Führe das Interview über den Ausbau des Podcasts zum Videocast nach seinem letzten Satz weiter.

◆ **Vorliegender Text**:
____

Vom Podcast zum Videocast – Web-Interview mit Prof. Dr. Inan Ince
Vielen Dank für das positive Interesse am KI-Quellcode-Reflexionsbericht! Nun freue ich noch mehr auf den heutigen “Blume & Ince”-Dialog zum Thema mit Prof. Dr. Inan Ince. Und da er unseren Podcast zu einem Videocast aufgebaut hat (ein Vlog ist nur als Videostream angelegt), habe ich ihn Web-interviewt.
Lieber Inan, wir haben Blume & Ince als Podcast-Projekt gestartet, aber Du hast es mit starkem Einsatz zum Videocast ausgebaut. Warum?
Das schreibe ich meiner Technikbegeisterung zu. Schon als Kind hatte ich regelmäßig Schwierigkeiten mich zu konzentrieren oder ruhig zu bleiben. IT-bezogene Aufgaben aber haben es immer wieder geschafft mich zu fokussieren. Programmierung war meinem Gehirn zu logisch und mathematisch. Kreativ-technische Aufgaben aber, also Bild-, Audio- und Videobearbeitung, sind genau meine Welt. Vor dem Hintergrund habe ich bereits als Projektleiter in der Unternehmensberatung, vielleicht ungewöhnlicherweise, Projekte selbst durchgeführt, wenn es darum ging, Coaching- oder Lehrvideos zu erstellen und zu vertonen.
Ich hatte im Wesentlichen drei Gründe für die Entscheidung neben unserem Podcast auch einen Vodcast anzubieten:
- Wir sprechen gelegentlich über Inhalte, die in unseren jeweiligen Wissenschaftsgebieten weitgehend allgemein bekannt sind, aber vielleicht nicht für Menschen die sich nicht als Expertinnen und Experten bezeichnen würden. So konnte ich immer auch gleich Schaubilder und Kurzerklärungen an den passenden Stellen einbauen.

____

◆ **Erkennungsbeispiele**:
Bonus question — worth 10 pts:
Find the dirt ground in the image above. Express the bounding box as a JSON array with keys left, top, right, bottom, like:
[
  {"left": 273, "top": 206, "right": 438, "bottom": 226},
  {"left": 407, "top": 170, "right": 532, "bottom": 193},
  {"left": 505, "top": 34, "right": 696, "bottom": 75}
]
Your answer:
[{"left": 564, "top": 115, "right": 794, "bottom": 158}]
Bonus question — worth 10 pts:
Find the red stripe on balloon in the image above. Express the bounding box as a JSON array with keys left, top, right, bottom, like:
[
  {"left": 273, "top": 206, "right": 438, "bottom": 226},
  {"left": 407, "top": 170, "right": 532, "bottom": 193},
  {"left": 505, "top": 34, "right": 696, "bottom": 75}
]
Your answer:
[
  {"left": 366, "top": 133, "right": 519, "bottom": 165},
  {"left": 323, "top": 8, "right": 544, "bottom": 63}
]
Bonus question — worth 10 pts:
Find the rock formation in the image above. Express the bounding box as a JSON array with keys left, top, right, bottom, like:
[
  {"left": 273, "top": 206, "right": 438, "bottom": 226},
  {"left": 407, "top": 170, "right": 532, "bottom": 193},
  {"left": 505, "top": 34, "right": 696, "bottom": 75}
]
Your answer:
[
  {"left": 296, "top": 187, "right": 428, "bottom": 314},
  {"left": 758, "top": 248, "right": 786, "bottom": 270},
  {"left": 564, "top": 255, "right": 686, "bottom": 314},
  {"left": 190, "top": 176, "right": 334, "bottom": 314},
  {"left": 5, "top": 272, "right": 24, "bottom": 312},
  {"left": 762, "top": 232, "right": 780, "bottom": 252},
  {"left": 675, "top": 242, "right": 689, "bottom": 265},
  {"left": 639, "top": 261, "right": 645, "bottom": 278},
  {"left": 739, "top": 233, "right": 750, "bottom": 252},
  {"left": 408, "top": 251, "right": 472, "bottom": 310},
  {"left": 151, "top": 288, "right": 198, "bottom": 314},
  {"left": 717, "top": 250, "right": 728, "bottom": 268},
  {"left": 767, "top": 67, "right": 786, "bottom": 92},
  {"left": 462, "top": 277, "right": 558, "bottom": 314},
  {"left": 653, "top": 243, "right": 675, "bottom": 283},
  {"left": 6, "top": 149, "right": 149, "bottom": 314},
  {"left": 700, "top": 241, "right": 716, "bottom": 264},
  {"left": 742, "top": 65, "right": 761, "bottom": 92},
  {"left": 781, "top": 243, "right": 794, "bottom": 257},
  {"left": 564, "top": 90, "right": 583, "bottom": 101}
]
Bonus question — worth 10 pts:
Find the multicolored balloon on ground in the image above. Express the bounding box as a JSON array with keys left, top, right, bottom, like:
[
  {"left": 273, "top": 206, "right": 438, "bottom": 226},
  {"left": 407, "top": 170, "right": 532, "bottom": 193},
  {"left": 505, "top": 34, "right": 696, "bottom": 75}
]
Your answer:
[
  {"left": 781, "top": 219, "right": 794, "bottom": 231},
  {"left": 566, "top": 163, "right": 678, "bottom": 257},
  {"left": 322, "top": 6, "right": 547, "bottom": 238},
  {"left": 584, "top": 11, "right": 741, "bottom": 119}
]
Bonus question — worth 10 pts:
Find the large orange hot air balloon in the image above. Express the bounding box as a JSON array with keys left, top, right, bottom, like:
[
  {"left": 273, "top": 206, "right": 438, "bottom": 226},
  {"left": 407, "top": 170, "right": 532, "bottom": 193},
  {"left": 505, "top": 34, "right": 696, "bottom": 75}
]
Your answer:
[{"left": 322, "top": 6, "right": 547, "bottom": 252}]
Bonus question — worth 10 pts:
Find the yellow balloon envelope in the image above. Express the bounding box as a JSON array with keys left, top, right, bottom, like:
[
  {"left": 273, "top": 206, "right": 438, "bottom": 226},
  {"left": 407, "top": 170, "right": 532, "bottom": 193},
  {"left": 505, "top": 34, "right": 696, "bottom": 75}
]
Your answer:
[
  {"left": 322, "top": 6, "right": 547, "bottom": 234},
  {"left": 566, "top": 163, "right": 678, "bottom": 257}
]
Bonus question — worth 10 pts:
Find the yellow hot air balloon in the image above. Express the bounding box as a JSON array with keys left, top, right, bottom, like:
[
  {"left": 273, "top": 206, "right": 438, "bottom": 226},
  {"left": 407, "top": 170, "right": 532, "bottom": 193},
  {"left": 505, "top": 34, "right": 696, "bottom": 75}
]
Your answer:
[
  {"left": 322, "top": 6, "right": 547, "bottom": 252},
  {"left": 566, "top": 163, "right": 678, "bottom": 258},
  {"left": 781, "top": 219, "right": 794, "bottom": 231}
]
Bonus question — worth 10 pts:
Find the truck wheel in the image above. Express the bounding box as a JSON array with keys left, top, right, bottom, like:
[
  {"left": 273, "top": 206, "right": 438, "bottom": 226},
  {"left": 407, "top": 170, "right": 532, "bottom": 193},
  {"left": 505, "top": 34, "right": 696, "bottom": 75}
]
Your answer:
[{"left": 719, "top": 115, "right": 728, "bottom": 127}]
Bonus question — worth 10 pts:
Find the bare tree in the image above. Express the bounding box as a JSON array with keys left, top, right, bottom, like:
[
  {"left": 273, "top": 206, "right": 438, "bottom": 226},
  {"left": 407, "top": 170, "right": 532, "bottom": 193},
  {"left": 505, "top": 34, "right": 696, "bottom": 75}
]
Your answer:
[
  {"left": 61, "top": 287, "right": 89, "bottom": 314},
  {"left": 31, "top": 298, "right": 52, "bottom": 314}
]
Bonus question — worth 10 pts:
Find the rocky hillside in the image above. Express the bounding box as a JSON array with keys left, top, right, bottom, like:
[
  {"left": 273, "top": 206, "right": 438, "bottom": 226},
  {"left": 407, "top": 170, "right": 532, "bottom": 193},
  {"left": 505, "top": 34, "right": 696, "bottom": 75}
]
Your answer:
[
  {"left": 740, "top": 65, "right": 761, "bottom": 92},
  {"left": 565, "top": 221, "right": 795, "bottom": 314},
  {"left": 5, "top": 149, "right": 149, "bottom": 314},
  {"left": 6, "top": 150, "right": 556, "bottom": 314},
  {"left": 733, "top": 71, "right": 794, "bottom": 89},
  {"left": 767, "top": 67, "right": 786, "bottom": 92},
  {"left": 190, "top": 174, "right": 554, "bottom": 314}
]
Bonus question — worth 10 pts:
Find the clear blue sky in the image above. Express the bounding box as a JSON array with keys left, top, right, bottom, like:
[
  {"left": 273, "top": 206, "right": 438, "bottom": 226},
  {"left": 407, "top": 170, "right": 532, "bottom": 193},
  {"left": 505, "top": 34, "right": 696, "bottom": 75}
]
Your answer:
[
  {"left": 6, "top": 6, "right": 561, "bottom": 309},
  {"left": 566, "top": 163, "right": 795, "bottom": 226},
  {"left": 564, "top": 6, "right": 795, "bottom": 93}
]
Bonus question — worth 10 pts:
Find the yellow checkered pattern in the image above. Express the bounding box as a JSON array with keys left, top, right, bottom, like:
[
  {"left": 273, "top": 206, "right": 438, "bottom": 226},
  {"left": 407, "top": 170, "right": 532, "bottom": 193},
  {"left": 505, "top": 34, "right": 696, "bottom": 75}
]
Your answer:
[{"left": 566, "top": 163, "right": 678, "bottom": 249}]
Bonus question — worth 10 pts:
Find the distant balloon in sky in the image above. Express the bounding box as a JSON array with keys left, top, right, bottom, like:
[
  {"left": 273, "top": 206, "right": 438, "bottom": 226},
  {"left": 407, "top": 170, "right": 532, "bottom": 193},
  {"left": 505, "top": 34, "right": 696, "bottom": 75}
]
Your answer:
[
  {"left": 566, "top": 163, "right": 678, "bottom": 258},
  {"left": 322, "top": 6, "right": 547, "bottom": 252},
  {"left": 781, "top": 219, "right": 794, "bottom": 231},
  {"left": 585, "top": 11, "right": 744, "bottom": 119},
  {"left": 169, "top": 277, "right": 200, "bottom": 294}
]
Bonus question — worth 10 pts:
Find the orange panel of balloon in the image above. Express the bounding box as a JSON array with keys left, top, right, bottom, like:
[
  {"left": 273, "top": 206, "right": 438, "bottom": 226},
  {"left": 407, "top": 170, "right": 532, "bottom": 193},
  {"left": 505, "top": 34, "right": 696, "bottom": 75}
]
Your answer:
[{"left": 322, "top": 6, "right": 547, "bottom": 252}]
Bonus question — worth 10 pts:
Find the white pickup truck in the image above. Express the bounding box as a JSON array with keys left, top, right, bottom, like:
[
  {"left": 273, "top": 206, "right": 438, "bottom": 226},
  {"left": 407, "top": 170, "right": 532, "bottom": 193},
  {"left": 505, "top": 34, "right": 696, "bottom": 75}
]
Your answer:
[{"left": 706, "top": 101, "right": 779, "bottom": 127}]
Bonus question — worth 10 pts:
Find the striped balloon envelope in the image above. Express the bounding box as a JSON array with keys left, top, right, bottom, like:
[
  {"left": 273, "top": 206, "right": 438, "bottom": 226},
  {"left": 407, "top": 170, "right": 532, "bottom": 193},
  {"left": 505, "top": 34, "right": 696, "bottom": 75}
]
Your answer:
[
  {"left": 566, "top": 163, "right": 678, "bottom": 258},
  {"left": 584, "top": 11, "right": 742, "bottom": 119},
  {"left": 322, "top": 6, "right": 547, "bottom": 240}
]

____

◆ **Ergebnis der Aufgabe**:
- Der kleine ‚Zen‘-Zustand. Es kann, wie oben schon angedeutet, sehr beruhigend sein sich auf einzelne geschlossene Aufgaben konzentrieren zu können (wenn auch nicht immer frei von Frust).
- Ich bin sehr leicht zu begeistern für neues Wissen und neue Aufgaben; eine Eigenschaft, die in der Unternehmensberatung natürlich ideal ist. So kann es schnell passieren, dass ich wieder ein neues Hobby finde (wie ‚Mediendesign‘) und meist auch dabeibleibe.
Im August startete “Blume & Ince” als recht spontane Podcast-Idee. Fotokachel: Inan Ince
Ob Informatik oder Wissenschaft, ob Unternehmensberatung oder Lehre, jetzt unser Dialog – kann es sein, dass Du die Produktion hochwertiger Medien liebst?
Allerdings! Ich würde fast so weit gehen zu sagen, dass aus mir vielleicht noch ein YouTuber geworden wäre, wenn ich vielleicht noch ein paar Jahre eher geboren wäre.
Andererseits, selbst wenn ich kein Problem mit dem Rampenlicht habe, sehe ich auch die Schattenseiten. Ich halte z.B. auch die Vorlesung „Aktuelle Trends im Marketing“, in welchem ich jedes Semester soweit auch etwas anderes mache bzw. machen lasse. Letztes Semester ließ ich die Studierenden die Möglichkeiten und Grenzen diverser Trends als Referat mit Präsentation behandeln. Die Zahlen, Daten und Fakten die wir u.a. zum Influencer-Marketing zu sehen bekamen waren erschreckend (und vielleicht auch mal eine Folge wert).
Im aktuellen Semester lasse ich die Studierenden eine echte Social-Media-Kampagne im Namen der Hochschule durchführen mit Short-Videos, Bildern Blog-Posts und allem Drum und Dran auf Instagram und TikTok. Dabei sind sie vollständig frei in der Gestaltung. Einzige Vorgabe: Es sollen Inhalte zu Marketing-Trends und Hochschulleben sein. Das macht nicht nur den Kursteilnehmerinnen und -Teilnehmern wahnsinnig Spaß, sondern natürlich auch mir. Die aktuellen Ergebnisse sind überragend und erfreuen mein medienbegeistertes Herz!
Zuletzt arbeite ich parallel noch an einer Video-Serie zum wissenschaftlichen Arbeiten für Studierende im Bachelor. Ich habe bereits seit ein paar Jahren einen immer wieder aktualisierten, bewusst kurzen Ratgeber über neun Seiten, aber gerade Gen-Z ist ja deutlich videoaffiner.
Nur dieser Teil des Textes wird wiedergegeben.